* Assigned task A
Copy the passage on "Echo's Bones" between "It is grief—and" and "respect of them.", inclusive, replacing "trespassers" with "intruders".
* Assigned task B
Answer these questions from the passage on "Echo's Bones":
(i) In what country did Peggy Sinclair die?
(ii) How old was Beckett's father William when he died?
(iii) Which poet's nymph gives the story its title?

* Selected extract
-- -- --
Of even larger significance is the way “Echo’s Bones” is saturated in grief. The revenant Belacqua is a figure of some moment because he is the first of Beckett’s “dead voices.” However painful the fate of the story at the time, Charles Prentice did Beckett a great favor by making him revivify a character he had already killed off. As a mature writer, he will write as if from beyond the grave, and as though language itself is dead. “All the dead voices,” chant Vladimir and Estragon in Waiting for Godot. “They make a noise like wings./Like leaves…. They rustle./ They murmur…. To have lived is not enough for them./They have to talk about it./To be dead is not enough for them./It is not sufficient.” In “Echo’s Bones,” we find Beckett listening for the first time to the rustling and murmurs of those who go on talking because being dead is not enough for them. The story’s title comes from Ovid’s nymph Echo, whose bones turn to stone but whose voice lingers on. This will be one of the great recurring ideas of Beckett’s mature work—the flow of language that is not stopped by death.

This idea hardly arose in 1933 merely because Prentice asked for another story. The need to revive Belacqua forced Beckett to deal in his own oblique way with the thoughts of death that had surrounded him that year. In the ten months before he wrote “Echo’s Bones,” mortality pressed in on him. At the end of 1932, he was in the hospital for operations on his neck and foot: we know from the (paradoxically vivid) penultimate story in More Pricks, “Yellow,” which closely follows that experience, that he was afraid of dying under the anesthetic, the fate that befalls Belacqua in the book. In May 1933, when he was back in hospital for another operation, his first cousin Peggy Sinclair, with whom he had once been infatuated (she is the model for Smeraldina in More Pricks), died suddenly in Germany. A month later, Beckett’s beloved father William, who was just sixty-one, died of a heart attack.

It is no great stretch to suggest that his father’s death, and his own unprocessed feelings about it, form the emotional setting for “Echo’s Bones”: the graveyard haunted by the returned Belacqua, set between the sea and the mountains, is clearly Redfern cemetery in Greystones, County Wicklow, where William had just been interred and the undertaker said to have buried Belacqua, Nichols, did the same office for Beckett’s father. It is unsurprising that Hamlet, the archetypal son haunted by his dead father, is a point of reference in the story.

It is grief—and the attempts to mock and defy it—that gives to “Echo’s Bones” a quality beyond Beckett’s precocious cleverness. There is a new note of Dantesque beauty in the opening paragraph:

The dead die hard, they are trespassers on the beyond, they must take the place as they find it, the shafts and manholes back into the muck, till such time as the lord of the manor incurs through his long acquiescence a duty of care in respect of them.

The whole story can be read as an extended fantasy in which death itself is rendered negligible, or as Belacqua puts it, “I sometimes wonder whether death is not the greatest swindle of modern times.” If Belacqua’s ghost has any message it is that “One: no lives can be dropped. Two: you can’t cut off the entail.” Therein lies the seed of Beckett’s mature work, in which even the most minimal of lives refuses to be dropped and even the dead refuse to be cut off in their incessant flow of speech. When his father died, Beckett wrote to McGreevy: “I can’t write about him, I can only walk the fields and climb the ditches after him.” But perhaps in following his father’s footsteps, Beckett found a way to begin to walk in his own shoes.
-- -- --
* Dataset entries

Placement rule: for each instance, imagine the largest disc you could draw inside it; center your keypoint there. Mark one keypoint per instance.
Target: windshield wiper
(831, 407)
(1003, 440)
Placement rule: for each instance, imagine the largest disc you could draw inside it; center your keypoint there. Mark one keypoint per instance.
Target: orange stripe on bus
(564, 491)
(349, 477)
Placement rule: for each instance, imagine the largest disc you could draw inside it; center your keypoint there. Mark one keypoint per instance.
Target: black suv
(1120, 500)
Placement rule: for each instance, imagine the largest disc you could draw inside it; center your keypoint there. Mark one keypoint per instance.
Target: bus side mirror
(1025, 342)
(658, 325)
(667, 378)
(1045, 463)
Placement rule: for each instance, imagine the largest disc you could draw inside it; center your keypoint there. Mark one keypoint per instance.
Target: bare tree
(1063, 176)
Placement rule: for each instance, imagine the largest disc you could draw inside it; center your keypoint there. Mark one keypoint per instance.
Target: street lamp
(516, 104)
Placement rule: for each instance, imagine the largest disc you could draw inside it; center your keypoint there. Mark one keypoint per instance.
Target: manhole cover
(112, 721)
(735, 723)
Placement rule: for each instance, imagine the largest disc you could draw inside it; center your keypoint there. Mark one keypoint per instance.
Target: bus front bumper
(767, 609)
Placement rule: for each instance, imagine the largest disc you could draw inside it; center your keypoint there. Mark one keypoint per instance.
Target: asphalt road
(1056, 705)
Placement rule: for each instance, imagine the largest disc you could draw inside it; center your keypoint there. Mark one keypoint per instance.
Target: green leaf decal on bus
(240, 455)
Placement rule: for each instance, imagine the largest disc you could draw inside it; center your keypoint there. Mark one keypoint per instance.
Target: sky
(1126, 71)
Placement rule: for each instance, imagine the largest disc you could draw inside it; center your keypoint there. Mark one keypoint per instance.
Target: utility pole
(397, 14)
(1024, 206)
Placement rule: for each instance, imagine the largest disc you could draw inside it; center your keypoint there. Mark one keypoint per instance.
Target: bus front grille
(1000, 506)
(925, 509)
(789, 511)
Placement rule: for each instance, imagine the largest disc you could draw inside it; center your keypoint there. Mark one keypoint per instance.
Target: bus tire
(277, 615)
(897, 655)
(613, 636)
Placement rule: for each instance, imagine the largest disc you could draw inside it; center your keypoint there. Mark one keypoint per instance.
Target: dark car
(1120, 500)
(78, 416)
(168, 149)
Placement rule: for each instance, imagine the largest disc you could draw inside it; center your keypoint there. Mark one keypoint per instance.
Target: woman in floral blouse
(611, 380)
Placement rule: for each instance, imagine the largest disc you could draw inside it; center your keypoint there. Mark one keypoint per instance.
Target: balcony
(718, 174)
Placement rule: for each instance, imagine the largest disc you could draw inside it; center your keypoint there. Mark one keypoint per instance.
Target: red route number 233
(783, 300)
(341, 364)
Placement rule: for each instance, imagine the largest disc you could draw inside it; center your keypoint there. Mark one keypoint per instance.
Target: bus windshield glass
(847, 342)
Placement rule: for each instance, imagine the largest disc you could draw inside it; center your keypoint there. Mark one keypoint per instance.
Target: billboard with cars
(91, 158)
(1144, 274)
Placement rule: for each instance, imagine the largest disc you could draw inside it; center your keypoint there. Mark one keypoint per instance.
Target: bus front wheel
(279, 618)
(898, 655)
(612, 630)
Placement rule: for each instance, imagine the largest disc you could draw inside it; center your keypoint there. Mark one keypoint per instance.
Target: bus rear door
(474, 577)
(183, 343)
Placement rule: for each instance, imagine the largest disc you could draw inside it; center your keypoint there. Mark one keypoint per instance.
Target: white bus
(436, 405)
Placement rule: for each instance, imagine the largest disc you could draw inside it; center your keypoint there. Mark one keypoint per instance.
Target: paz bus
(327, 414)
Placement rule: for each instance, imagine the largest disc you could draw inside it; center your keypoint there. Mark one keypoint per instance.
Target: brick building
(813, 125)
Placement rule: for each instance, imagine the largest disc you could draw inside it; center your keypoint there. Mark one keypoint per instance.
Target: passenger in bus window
-- -- --
* Solution A
It is grief—and the attempts to mock and defy it—that gives to “Echo’s Bones” a quality beyond Beckett’s precocious cleverness. There is a new note of Dantesque beauty in the opening paragraph:

The dead die hard, they are intruders on the beyond, they must take the place as they find it, the shafts and manholes back into the muck, till such time as the lord of the manor incurs through his long acquiescence a duty of care in respect of them.

* Solution B
(i) Germany.
(ii) Sixty-one.
(iii) Ovid's.